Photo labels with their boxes
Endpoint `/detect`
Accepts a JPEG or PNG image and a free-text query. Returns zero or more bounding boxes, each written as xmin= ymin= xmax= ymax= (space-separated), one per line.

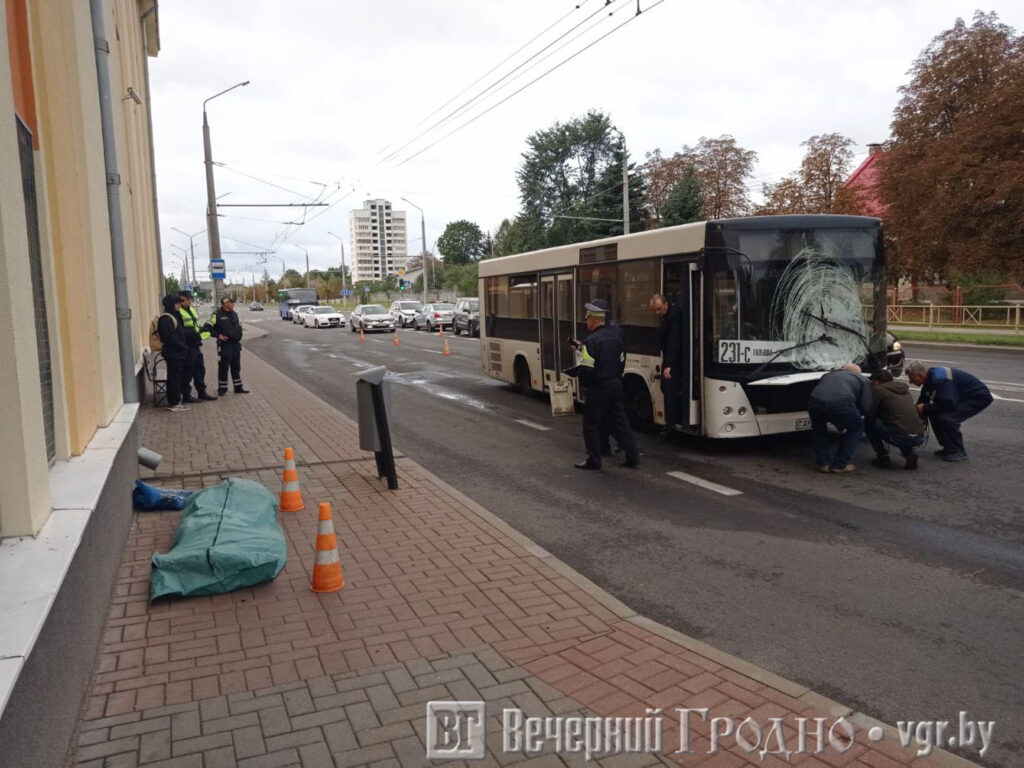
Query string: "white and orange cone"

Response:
xmin=309 ymin=502 xmax=345 ymax=592
xmin=280 ymin=447 xmax=306 ymax=512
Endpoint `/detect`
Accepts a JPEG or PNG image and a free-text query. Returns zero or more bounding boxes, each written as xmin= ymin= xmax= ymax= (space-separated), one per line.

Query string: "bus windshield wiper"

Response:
xmin=800 ymin=309 xmax=871 ymax=354
xmin=751 ymin=334 xmax=837 ymax=376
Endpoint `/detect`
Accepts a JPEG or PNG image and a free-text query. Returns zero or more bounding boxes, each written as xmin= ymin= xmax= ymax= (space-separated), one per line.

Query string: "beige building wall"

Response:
xmin=0 ymin=0 xmax=162 ymax=536
xmin=0 ymin=3 xmax=50 ymax=536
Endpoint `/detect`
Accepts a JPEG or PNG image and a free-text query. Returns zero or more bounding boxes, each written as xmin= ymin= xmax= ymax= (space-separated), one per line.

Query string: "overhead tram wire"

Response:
xmin=379 ymin=0 xmax=630 ymax=165
xmin=397 ymin=0 xmax=665 ymax=168
xmin=377 ymin=0 xmax=608 ymax=160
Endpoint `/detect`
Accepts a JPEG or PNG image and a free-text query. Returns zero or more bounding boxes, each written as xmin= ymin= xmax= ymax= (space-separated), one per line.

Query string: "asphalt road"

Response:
xmin=243 ymin=312 xmax=1024 ymax=766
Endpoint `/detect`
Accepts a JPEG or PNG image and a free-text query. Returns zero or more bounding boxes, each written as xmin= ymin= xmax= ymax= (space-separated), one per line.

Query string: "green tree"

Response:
xmin=658 ymin=166 xmax=703 ymax=226
xmin=880 ymin=11 xmax=1024 ymax=280
xmin=437 ymin=219 xmax=484 ymax=264
xmin=516 ymin=111 xmax=646 ymax=247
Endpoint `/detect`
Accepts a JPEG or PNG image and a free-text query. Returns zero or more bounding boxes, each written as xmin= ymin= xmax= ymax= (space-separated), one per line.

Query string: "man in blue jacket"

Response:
xmin=906 ymin=360 xmax=992 ymax=462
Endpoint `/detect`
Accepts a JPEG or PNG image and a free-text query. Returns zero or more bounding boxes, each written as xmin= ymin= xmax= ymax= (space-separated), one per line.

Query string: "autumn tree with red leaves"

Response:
xmin=880 ymin=11 xmax=1024 ymax=281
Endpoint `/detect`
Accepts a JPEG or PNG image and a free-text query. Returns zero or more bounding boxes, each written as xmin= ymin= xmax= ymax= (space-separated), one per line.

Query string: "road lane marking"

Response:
xmin=666 ymin=472 xmax=743 ymax=496
xmin=515 ymin=419 xmax=551 ymax=432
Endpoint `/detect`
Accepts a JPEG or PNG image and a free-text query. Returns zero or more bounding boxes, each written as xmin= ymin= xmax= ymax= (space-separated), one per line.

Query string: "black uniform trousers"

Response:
xmin=928 ymin=397 xmax=992 ymax=454
xmin=164 ymin=356 xmax=185 ymax=406
xmin=217 ymin=341 xmax=242 ymax=394
xmin=583 ymin=379 xmax=638 ymax=466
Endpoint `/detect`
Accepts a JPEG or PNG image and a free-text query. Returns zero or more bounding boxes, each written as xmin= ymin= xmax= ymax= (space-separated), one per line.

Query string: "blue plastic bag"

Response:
xmin=131 ymin=480 xmax=193 ymax=510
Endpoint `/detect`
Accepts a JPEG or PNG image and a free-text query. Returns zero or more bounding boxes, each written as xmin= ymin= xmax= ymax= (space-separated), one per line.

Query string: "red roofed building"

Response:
xmin=843 ymin=144 xmax=889 ymax=218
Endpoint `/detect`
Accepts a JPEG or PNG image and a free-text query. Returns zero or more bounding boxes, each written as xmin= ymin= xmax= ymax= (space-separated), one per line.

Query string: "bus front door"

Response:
xmin=541 ymin=272 xmax=575 ymax=388
xmin=662 ymin=258 xmax=700 ymax=429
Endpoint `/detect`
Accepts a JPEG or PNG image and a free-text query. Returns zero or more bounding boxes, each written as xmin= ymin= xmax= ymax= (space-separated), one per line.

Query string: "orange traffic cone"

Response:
xmin=309 ymin=502 xmax=345 ymax=592
xmin=280 ymin=447 xmax=306 ymax=512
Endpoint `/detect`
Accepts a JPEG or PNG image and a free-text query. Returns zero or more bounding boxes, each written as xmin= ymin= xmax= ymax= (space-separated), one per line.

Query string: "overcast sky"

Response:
xmin=150 ymin=0 xmax=1024 ymax=281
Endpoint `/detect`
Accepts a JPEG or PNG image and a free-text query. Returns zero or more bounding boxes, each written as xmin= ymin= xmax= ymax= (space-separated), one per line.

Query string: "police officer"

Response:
xmin=204 ymin=296 xmax=249 ymax=394
xmin=178 ymin=291 xmax=217 ymax=402
xmin=573 ymin=299 xmax=638 ymax=469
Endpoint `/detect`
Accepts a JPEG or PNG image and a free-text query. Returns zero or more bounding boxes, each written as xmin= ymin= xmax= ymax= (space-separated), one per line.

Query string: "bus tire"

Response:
xmin=513 ymin=357 xmax=534 ymax=394
xmin=623 ymin=376 xmax=654 ymax=434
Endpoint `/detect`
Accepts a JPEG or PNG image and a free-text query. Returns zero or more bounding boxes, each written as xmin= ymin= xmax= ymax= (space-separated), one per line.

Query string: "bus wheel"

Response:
xmin=625 ymin=377 xmax=654 ymax=433
xmin=515 ymin=357 xmax=534 ymax=394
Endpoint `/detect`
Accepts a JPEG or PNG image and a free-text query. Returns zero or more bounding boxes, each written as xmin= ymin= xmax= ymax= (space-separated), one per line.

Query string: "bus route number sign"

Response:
xmin=718 ymin=339 xmax=793 ymax=366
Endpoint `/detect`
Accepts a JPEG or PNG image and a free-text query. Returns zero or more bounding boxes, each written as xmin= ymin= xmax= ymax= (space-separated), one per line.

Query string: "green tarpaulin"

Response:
xmin=150 ymin=477 xmax=288 ymax=600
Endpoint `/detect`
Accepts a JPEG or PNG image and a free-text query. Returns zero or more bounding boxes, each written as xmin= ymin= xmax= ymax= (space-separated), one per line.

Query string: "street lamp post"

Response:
xmin=328 ymin=232 xmax=346 ymax=308
xmin=203 ymin=80 xmax=249 ymax=307
xmin=402 ymin=198 xmax=427 ymax=304
xmin=171 ymin=226 xmax=206 ymax=291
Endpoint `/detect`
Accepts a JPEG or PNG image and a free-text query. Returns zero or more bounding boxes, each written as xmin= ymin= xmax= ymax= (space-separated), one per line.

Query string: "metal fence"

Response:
xmin=864 ymin=304 xmax=1021 ymax=333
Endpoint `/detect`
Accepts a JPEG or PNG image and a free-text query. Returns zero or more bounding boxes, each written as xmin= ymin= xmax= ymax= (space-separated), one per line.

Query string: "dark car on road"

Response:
xmin=452 ymin=298 xmax=480 ymax=336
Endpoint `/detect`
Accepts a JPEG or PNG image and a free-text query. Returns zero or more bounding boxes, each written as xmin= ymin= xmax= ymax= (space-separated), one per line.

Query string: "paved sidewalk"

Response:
xmin=73 ymin=350 xmax=964 ymax=768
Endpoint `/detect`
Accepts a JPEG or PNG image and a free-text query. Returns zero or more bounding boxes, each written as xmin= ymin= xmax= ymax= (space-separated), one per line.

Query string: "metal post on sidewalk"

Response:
xmin=355 ymin=366 xmax=398 ymax=490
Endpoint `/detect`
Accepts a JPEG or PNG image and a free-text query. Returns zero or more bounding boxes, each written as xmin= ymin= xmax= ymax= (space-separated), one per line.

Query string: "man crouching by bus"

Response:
xmin=572 ymin=299 xmax=638 ymax=469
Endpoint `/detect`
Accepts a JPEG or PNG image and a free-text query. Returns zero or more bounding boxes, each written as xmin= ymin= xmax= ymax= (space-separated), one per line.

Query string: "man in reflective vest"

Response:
xmin=178 ymin=291 xmax=217 ymax=402
xmin=204 ymin=296 xmax=249 ymax=394
xmin=573 ymin=299 xmax=638 ymax=469
xmin=906 ymin=360 xmax=992 ymax=462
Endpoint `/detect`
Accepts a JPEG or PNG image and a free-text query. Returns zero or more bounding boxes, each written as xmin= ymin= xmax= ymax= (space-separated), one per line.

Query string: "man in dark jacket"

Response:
xmin=650 ymin=293 xmax=686 ymax=435
xmin=864 ymin=371 xmax=925 ymax=469
xmin=157 ymin=296 xmax=190 ymax=413
xmin=807 ymin=364 xmax=871 ymax=472
xmin=906 ymin=360 xmax=992 ymax=462
xmin=573 ymin=299 xmax=638 ymax=469
xmin=204 ymin=296 xmax=249 ymax=394
xmin=178 ymin=291 xmax=217 ymax=402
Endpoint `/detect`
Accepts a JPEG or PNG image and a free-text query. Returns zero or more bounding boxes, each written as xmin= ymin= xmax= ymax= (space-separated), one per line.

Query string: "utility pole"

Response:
xmin=203 ymin=80 xmax=249 ymax=307
xmin=402 ymin=198 xmax=427 ymax=304
xmin=328 ymin=232 xmax=347 ymax=308
xmin=618 ymin=131 xmax=630 ymax=234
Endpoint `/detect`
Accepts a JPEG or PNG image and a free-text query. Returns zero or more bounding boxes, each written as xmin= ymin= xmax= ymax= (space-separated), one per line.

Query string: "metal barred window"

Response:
xmin=14 ymin=118 xmax=56 ymax=463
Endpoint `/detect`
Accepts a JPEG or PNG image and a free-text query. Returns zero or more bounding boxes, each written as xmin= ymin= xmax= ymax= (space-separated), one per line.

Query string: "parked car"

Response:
xmin=886 ymin=331 xmax=906 ymax=379
xmin=452 ymin=298 xmax=480 ymax=336
xmin=390 ymin=301 xmax=423 ymax=328
xmin=292 ymin=304 xmax=313 ymax=325
xmin=302 ymin=304 xmax=345 ymax=328
xmin=349 ymin=304 xmax=394 ymax=333
xmin=413 ymin=302 xmax=455 ymax=331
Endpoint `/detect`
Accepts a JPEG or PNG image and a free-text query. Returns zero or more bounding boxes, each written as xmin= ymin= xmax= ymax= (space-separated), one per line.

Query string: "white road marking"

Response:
xmin=666 ymin=472 xmax=743 ymax=496
xmin=515 ymin=419 xmax=551 ymax=432
xmin=992 ymin=394 xmax=1024 ymax=402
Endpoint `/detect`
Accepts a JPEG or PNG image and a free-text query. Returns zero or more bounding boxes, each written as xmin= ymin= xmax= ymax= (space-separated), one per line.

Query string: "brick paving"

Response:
xmin=72 ymin=350 xmax=967 ymax=768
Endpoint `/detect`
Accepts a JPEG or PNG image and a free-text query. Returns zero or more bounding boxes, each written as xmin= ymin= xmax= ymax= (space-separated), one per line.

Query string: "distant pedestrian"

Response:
xmin=157 ymin=295 xmax=190 ymax=413
xmin=807 ymin=364 xmax=871 ymax=472
xmin=178 ymin=291 xmax=217 ymax=402
xmin=906 ymin=360 xmax=992 ymax=462
xmin=650 ymin=293 xmax=687 ymax=435
xmin=864 ymin=371 xmax=925 ymax=469
xmin=573 ymin=299 xmax=638 ymax=469
xmin=204 ymin=296 xmax=249 ymax=394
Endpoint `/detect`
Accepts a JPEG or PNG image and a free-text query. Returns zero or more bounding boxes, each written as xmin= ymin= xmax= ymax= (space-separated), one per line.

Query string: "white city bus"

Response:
xmin=479 ymin=215 xmax=886 ymax=437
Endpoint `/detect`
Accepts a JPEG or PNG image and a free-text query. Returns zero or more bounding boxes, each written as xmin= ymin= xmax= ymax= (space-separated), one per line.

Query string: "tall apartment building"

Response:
xmin=348 ymin=200 xmax=409 ymax=283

— Aim of the task —
Turn the stretch of material above, from its start through the line that contains "xmin=243 ymin=312 xmax=1024 ymax=766", into a numbered list with blank lines skipped. Leave the pictures out of your answer.

— Completed exercise —
1. Endpoint `/detect`
2. Accepts a JPEG or PNG image and a free-text query. Returns zero or more bounding boxes, each written as xmin= ymin= xmax= ymax= (space-separated), one per line.
3. Query string: "white and orange cone"
4. Response:
5. xmin=309 ymin=502 xmax=345 ymax=592
6. xmin=280 ymin=447 xmax=306 ymax=512
7. Endpoint `/detect`
8. Accepts a JPEG or PNG image and a free-text query. Returns zero or more bounding boxes, each written as xmin= ymin= xmax= ymax= (space-separated), one per line.
9. Query string: "bus windshield wiper"
10. Response:
11. xmin=800 ymin=309 xmax=871 ymax=354
12. xmin=751 ymin=334 xmax=837 ymax=376
13. Endpoint `/detect`
14. Accepts a JPEG or PNG image and a free-text query. Returns zero or more bounding boxes, each written as xmin= ymin= xmax= ymax= (space-separated), one per line.
15. Query string: "beige building wall"
16. Response:
17. xmin=0 ymin=0 xmax=162 ymax=536
18. xmin=0 ymin=3 xmax=50 ymax=536
19. Endpoint `/detect`
20. Accepts a JPEG or PNG image and a free-text query. Returns zero or more bounding boxes, each written as xmin= ymin= xmax= ymax= (space-separated), one per line.
21. Query string: "overhead tram wire"
22. Response:
23. xmin=379 ymin=0 xmax=630 ymax=165
24. xmin=397 ymin=0 xmax=665 ymax=168
25. xmin=377 ymin=0 xmax=608 ymax=160
26. Endpoint `/detect`
27. Accepts a JPEG or PNG image and a free-text query. Returns zero or more bounding boxes, each written as xmin= ymin= xmax= ymax= (space-separated), one per line.
28. Query string: "asphalt road"
29. Response:
30. xmin=243 ymin=312 xmax=1024 ymax=766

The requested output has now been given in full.